# Problem statement:
Once the line containing "In this exercise you will annotate the train door, setting" is found in the entries below, reproduce it and every line after it, stopping at and including the line containing "In this exercise you will annotate the train windshield, setting"; reproduce nothing else, and keep each line exact.

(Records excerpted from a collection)

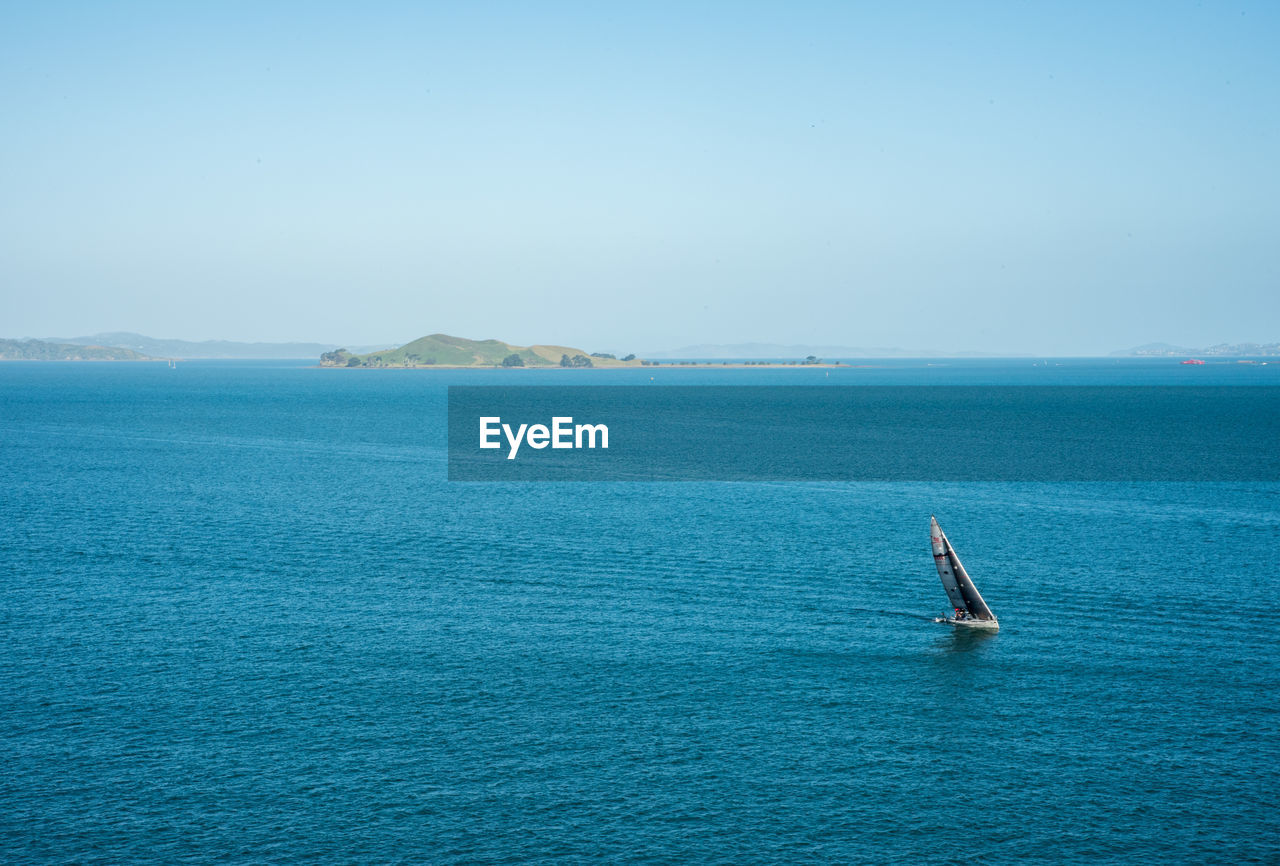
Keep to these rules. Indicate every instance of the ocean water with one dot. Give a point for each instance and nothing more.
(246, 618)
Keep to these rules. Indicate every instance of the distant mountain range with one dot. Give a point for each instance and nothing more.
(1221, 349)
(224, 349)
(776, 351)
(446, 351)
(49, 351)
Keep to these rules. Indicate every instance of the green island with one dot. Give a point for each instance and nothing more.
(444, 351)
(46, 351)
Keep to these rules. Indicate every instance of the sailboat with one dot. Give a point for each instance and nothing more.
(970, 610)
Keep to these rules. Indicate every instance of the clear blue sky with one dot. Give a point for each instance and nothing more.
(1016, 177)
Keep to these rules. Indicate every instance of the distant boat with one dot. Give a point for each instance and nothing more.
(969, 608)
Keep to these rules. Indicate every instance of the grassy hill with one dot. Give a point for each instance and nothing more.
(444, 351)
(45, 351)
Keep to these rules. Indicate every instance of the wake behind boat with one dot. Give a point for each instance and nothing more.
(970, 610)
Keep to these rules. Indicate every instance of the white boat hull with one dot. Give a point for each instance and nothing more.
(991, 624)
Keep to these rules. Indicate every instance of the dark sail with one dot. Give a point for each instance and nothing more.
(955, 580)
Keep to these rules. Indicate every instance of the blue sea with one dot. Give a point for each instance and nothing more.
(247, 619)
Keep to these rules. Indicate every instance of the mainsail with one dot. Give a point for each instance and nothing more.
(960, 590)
==
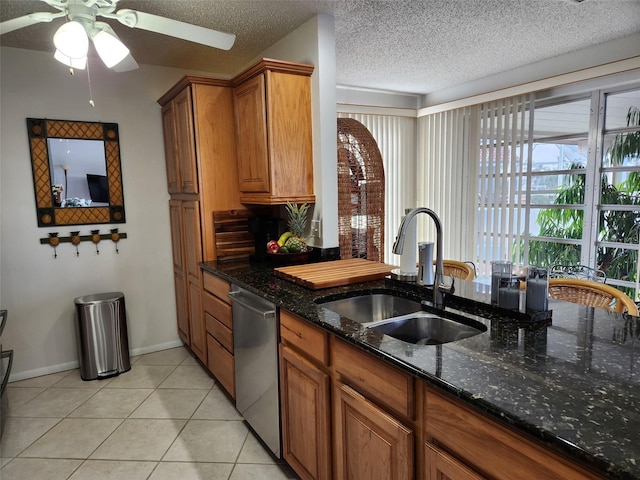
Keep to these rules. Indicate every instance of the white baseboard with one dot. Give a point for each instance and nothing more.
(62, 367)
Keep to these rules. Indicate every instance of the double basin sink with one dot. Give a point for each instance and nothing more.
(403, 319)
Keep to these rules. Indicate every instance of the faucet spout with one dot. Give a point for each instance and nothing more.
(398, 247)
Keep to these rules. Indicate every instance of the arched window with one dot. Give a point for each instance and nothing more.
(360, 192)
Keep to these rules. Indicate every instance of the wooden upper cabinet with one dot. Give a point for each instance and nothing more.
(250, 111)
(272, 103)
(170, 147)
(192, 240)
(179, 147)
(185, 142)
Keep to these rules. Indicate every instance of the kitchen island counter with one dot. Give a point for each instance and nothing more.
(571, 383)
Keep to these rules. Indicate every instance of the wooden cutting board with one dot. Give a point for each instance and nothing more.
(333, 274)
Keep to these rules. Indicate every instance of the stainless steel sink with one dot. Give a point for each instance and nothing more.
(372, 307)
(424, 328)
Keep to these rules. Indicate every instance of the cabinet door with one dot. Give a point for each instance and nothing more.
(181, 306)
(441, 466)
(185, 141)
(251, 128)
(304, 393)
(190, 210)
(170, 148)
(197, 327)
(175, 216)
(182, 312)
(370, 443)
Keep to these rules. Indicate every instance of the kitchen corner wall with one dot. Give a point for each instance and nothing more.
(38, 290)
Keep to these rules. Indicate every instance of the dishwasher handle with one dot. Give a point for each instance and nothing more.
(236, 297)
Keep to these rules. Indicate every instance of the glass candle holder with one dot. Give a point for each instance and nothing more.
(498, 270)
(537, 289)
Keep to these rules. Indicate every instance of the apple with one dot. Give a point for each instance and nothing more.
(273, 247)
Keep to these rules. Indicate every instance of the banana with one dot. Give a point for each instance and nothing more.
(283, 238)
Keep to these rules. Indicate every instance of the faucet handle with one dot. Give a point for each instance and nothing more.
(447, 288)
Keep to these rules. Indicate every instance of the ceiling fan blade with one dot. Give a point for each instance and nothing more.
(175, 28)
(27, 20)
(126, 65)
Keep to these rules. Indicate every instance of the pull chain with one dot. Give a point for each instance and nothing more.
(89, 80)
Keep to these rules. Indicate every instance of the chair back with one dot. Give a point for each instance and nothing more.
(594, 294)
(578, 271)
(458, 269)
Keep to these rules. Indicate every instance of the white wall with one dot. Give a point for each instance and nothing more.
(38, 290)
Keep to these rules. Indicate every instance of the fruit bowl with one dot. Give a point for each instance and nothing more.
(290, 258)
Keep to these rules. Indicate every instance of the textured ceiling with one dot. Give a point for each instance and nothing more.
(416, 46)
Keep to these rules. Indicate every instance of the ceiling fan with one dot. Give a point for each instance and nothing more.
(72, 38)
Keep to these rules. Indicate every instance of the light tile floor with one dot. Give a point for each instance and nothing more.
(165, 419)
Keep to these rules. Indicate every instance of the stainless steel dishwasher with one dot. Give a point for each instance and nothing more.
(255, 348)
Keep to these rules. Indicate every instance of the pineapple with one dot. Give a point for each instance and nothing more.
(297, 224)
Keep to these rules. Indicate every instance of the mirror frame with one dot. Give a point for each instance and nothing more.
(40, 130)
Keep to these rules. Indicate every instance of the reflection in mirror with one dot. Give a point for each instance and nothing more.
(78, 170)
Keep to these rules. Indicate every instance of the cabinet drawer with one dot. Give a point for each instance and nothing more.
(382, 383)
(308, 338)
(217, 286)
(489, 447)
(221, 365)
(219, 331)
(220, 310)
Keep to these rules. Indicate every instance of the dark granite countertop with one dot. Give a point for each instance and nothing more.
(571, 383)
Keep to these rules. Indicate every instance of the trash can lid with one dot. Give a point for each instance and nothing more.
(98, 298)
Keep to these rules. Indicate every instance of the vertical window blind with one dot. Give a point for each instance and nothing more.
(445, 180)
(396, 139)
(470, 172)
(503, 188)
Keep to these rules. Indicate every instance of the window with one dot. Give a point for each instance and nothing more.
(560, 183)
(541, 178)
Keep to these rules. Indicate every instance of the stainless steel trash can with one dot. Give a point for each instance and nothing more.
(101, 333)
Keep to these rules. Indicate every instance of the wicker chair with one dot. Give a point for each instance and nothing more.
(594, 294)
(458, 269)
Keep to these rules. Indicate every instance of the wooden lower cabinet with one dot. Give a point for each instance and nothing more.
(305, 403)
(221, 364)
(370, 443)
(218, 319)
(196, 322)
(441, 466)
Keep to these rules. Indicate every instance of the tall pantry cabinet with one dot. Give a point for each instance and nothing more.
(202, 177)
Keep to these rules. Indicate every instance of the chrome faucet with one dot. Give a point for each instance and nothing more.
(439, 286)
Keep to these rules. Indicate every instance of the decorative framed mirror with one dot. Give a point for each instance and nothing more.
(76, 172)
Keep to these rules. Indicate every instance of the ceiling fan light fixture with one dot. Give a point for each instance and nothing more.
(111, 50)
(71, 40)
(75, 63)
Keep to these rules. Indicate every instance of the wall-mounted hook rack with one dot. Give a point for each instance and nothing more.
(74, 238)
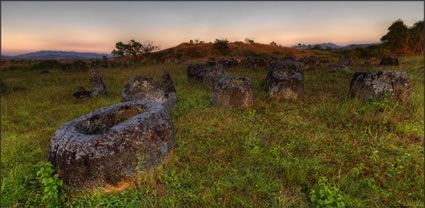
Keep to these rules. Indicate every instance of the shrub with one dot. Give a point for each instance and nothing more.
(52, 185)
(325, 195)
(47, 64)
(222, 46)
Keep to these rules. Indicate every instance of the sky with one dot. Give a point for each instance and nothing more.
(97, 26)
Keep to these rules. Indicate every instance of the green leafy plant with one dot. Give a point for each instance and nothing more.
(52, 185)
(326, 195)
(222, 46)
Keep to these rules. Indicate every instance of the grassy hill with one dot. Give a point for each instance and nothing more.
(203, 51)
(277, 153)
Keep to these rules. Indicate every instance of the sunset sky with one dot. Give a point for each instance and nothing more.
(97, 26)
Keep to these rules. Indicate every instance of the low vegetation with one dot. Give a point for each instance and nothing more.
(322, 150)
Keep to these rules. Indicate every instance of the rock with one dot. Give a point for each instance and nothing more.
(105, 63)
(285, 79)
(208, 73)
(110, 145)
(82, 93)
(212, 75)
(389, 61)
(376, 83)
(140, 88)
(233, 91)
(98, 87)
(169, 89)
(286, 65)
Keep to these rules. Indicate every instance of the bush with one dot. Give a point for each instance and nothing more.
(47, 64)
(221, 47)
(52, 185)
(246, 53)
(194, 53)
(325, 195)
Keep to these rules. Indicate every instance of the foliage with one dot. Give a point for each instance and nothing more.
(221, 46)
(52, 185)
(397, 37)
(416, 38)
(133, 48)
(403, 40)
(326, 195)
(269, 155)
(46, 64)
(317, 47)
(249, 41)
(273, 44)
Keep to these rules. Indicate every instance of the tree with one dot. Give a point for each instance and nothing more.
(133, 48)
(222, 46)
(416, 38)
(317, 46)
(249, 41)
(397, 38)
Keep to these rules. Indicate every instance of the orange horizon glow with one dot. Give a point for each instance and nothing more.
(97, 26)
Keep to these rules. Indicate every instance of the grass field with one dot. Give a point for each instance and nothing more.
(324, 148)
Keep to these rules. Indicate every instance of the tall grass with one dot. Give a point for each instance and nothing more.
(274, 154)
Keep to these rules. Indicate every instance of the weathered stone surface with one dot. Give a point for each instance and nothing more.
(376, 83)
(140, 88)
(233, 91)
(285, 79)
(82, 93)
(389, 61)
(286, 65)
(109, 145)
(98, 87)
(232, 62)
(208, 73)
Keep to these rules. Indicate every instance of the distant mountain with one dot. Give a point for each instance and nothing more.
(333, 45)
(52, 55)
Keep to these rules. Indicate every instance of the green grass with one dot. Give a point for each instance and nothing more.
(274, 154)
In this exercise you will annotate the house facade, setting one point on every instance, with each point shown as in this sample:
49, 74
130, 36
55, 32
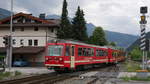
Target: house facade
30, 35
* * *
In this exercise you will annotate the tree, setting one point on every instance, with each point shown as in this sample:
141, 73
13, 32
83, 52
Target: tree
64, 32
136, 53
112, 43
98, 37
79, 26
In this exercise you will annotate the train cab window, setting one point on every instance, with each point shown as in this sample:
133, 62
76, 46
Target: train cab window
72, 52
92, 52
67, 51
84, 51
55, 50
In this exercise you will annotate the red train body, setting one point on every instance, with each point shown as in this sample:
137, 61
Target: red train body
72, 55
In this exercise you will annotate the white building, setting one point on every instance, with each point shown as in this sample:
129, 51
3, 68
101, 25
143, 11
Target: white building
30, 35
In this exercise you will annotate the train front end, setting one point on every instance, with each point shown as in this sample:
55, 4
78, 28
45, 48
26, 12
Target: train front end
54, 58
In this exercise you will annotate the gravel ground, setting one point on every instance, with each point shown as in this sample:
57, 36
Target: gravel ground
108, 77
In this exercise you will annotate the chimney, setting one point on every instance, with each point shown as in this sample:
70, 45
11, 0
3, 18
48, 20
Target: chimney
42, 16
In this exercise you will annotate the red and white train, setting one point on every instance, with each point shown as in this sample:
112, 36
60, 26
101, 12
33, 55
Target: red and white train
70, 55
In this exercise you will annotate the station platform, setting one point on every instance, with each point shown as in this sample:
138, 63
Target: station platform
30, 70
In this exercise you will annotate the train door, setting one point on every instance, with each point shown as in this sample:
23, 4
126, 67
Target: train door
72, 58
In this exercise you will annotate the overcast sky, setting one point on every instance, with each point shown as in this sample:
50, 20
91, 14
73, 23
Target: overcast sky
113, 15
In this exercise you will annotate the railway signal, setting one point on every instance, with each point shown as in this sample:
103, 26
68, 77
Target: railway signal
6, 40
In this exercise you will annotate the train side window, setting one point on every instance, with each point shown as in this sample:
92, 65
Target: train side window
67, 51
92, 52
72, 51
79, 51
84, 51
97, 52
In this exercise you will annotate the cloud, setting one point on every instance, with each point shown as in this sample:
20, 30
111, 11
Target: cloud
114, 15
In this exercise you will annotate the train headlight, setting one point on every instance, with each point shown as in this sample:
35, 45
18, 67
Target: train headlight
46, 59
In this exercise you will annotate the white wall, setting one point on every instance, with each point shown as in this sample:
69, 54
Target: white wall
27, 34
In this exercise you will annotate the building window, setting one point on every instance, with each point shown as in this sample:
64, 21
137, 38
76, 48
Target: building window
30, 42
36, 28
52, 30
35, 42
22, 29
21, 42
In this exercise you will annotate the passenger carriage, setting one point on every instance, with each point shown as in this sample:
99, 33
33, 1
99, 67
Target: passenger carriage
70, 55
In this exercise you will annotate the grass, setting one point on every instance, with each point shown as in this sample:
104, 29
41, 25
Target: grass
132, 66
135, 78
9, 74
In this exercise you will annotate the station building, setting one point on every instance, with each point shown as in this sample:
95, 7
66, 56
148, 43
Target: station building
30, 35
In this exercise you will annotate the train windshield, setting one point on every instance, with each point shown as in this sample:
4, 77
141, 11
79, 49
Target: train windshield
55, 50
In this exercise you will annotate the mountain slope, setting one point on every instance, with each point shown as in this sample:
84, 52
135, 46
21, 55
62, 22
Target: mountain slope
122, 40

# Response to the task:
In this exercise you will annotate the train door, setting one point on every instance, with each point shown as in this sample:
23, 4
126, 67
Target: train door
72, 58
In this exercise you will annotate the overcast sky, setting one point on every instance, with each point shown as in this sample:
50, 20
91, 14
73, 23
Target: overcast sky
113, 15
In this exercise you will annotate the railway signal, setting one point on every instance, with each point shown as in this sample:
103, 26
68, 77
Target: railway signal
6, 40
In this exercise you will annotate the train side window, setting one point on every instance, with each point shown as in this sample:
92, 65
Target: train side window
67, 51
92, 52
72, 51
79, 51
84, 51
97, 52
In this exercise you will annotate the cloud, setting one point on every instance, with each point shown as in this sample:
20, 30
111, 11
Target: cloud
114, 15
In this exercise you will annotate the train headlight, setting one point on every instance, with each point shown as in this sample:
35, 45
18, 67
Target: train headlight
46, 59
In this exercise you will annotate the white wall, setting one point on every instance, with each point shown as in this sample:
69, 54
Target: white wall
27, 34
In this exercise you will annotate the building window, setting one point on every instance, with each point shown as in this sample:
64, 21
137, 38
76, 48
Target: building window
30, 42
36, 28
52, 30
35, 42
22, 29
21, 42
In this exercise you will annotate the passenger carriage, setting one point on every instance, with each point shown as in this sample:
99, 33
33, 1
99, 67
Target: passenger carriage
70, 55
In this exercise you will annotate the grass, setting one point on every instance, with each point shown as in this sample:
104, 29
41, 25
Target: grass
132, 66
135, 78
9, 74
In this exercise you will annotate the station building, setting one point on every instance, with each point shown as in this sample:
95, 7
66, 56
148, 43
Target: station building
30, 35
In this exercise you will annotate the train windshield, setting one point on every instance, with each point shown as in this sample:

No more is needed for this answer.